Directions: Update the data below by replacing "innermost point" with "central point" wherever it occurs, and keep every other part of each line the same.

========

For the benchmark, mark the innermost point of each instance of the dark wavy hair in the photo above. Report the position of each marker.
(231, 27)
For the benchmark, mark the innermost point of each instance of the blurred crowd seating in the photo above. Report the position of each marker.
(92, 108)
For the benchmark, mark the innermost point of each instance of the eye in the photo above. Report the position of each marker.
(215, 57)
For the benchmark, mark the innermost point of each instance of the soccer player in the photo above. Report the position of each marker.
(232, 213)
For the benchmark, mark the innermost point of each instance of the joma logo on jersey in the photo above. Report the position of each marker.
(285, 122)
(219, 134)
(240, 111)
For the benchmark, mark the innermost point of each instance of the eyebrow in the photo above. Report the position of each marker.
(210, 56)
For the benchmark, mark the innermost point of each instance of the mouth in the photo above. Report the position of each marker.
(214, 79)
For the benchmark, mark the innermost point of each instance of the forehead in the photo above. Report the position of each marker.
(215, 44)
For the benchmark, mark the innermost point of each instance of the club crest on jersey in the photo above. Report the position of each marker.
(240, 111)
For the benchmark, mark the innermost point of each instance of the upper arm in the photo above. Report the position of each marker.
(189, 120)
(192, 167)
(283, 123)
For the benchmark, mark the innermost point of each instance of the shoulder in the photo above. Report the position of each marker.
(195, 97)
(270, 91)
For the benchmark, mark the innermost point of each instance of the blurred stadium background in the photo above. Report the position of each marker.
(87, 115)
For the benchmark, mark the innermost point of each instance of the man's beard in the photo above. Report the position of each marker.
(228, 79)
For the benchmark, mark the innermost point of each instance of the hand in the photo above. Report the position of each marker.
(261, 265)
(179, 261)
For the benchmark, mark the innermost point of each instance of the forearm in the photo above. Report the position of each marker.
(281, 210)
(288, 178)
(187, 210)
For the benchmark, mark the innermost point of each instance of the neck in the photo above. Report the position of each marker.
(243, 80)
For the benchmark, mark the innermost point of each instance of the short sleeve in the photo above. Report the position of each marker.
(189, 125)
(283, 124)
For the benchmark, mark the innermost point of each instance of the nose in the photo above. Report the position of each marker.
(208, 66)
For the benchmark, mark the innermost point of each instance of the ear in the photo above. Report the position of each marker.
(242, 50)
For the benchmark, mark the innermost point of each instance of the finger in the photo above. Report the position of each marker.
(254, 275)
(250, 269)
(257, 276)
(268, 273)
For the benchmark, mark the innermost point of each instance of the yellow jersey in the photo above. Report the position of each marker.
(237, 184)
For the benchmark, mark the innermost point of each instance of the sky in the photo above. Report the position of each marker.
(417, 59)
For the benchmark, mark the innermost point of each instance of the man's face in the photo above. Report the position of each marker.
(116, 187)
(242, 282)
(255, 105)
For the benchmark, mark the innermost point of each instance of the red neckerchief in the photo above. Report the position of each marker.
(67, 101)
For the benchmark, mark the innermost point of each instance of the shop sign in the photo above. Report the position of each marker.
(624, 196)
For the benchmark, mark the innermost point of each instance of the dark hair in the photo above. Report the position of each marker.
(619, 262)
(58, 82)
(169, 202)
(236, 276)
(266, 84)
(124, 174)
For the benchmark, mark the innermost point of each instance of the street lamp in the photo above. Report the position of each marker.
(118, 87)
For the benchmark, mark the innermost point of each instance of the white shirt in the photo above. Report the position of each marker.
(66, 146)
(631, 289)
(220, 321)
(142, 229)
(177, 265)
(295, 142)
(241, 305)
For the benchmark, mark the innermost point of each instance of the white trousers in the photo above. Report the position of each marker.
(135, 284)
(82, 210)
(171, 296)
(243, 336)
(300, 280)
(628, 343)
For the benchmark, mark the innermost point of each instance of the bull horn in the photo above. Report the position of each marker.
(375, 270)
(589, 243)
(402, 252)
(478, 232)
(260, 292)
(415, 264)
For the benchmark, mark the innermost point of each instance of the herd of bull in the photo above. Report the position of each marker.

========

Solution for this problem:
For the benchmark, mark the central point of each instance of the dark wavy hair in the photo above. Report the position of each marker.
(231, 27)
For the benchmark, mark the central point of each instance of the blurred crowd seating in the photo above. Report the position of each marker.
(92, 108)
For the benchmark, mark the central point of each instance of the eye in the photo above. Report the position of each marker.
(215, 57)
For the benchmark, mark the central point of each instance of the soccer player in the photo above. Report the position of each marker.
(232, 213)
For the benchmark, mark the central point of each instance of the joma logo on jersey in the photo above. Report the position of each marker.
(285, 122)
(219, 134)
(240, 111)
For the benchmark, mark the central point of each instance of the eyebrow in the photo above. Report the position of each marker.
(210, 56)
For the benchmark, mark the central point of each instance of the mouth in the photo above. Report the position of each marker.
(214, 79)
For the benchmark, mark the central point of each instance of the forehead in the photo above. Report the position of each marker.
(215, 44)
For the benchmark, mark the central point of each instance of the club crest on jersey in the photo above. Report the position of each marker.
(240, 111)
For the benchmark, mark the central point of each instance of the upper arm in the photo above. Report the position of each marker.
(189, 120)
(192, 167)
(283, 123)
For the benchmark, mark the central point of each instance of the shoulder in the photo above. Report the position of each marker.
(195, 97)
(270, 91)
For the benchmark, mark the central point of each instance of the blurred stadium background in the photo above. Report the position of each marker.
(87, 115)
For the benchmark, mark the central point of each instance of the man's beard in the photo above. Report the position of each marker.
(228, 79)
For the benchmark, mark the central point of each instance of the hand in the photo above. Report the position of each marker.
(261, 265)
(179, 261)
For the benchmark, mark the central point of each instance of the forearm in the photo above. Report the position of each marker.
(281, 210)
(288, 178)
(187, 210)
For the benchmark, mark the central point of each instance of the neck in the photo above. Report the position of each marker.
(243, 80)
For the benchmark, mark the central point of each instance of the short sleeve in the photo above. Report the position of each marker.
(189, 125)
(283, 124)
For the benchmark, mark the central point of each instance of the nose in the photo above. Report the position of each marker.
(208, 66)
For the benchmark, mark the central point of each instance of the ear in the photo above. Report the position of each marker.
(242, 50)
For the benchmark, mark the central point of each instance of the finger in the photo above. Report the position of each marker.
(254, 275)
(250, 269)
(257, 276)
(268, 273)
For the benchmark, mark the central point of each instance of the yellow jersey in the photo above. Report the position of each marker.
(237, 184)
For the benchmark, mark the central point of each instance of the sky in the photo above. Report the position of each marker.
(417, 59)
For the benchmark, mark the central point of each instance of the man's face in the photo above. Report the position of each marker.
(116, 187)
(242, 282)
(255, 105)
For the benchmark, mark the central point of each instance of the red neckerchief in the photo above. Report the position of each marker.
(67, 101)
For the benchmark, mark the central point of each instance of the shop sign in the photo above. Report the position of each marker.
(624, 196)
For the benchmark, mark the central point of each instance of the dark hair in the photo above. Report the position of each marker.
(619, 262)
(58, 82)
(169, 202)
(236, 276)
(266, 84)
(124, 174)
For the benchmark, mark the central point of each instance of the street lamp in the photo above. Report the position of each marker.
(118, 87)
For the benchmark, mark the central point of each instance of the white shirt in the photo above. Report the position of each marker.
(66, 146)
(631, 289)
(220, 321)
(142, 229)
(177, 265)
(295, 142)
(241, 305)
For the benchmark, mark the central point of each instance of the white trousers in the photo above. Report the position of each marker.
(135, 284)
(82, 210)
(171, 296)
(243, 336)
(300, 280)
(628, 343)
For the benchmark, mark the central point of each instance of the bull horn in the photo above. Report the position of each marker.
(375, 270)
(589, 243)
(402, 252)
(478, 232)
(260, 292)
(415, 264)
For the benchmark, mark the central point of each instance of the herd of bull in the photo above. Report the position of each marker.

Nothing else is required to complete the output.